### EXCERPT
Performance nutrition that works: it’s about food

sports food (photo: cogdogblog via Flickr)

After listening to an NPR story about Jamaican sprinters early in May, I started thinking about how sports nutrition has been hijacked by product marketers.  Jamaican sprinters are the best in the world.  Is it magic?  Is it some unusual genetic advantage?  No, it’s hard work.  And yams.

According to the story, the pre-workout meal every morning includes yams and green bananas, along with the Jamaican national dish Ackee and Saltfish.  In the US, athletes would be more likely to load up on pricey commercial “energy” or protein drinks, or perhaps a “sports” drink that promises hydration and electrolytes.  The Jamaicans rely on plain old food.  And (gasp!) high carb foods at that.  The president of the local technical college is quoted describing their typical breakfast as the equivalent of a dose of steroids.

Saved entries:
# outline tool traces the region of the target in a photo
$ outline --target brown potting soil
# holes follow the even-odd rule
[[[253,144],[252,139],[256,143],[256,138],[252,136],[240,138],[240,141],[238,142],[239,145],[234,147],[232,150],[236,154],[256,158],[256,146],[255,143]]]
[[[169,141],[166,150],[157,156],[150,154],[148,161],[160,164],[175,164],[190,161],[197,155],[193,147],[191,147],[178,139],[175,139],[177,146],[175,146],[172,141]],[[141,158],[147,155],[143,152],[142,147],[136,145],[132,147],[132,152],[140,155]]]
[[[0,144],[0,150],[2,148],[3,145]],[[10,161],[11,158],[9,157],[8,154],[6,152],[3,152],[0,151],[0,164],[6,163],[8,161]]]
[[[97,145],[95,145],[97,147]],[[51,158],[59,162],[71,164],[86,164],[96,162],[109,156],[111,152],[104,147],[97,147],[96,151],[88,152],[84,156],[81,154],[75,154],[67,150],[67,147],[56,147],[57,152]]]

### WHAT THIS TASK INVOLVES
In the sports nutrition article, what foods make up the Jamaican sprinters' morning pre-workout meal? The entries have no connection to the sports nutrition article.

### TASK ANSWER
Yams and green bananas, along with the Jamaican national dish Ackee and Saltfish.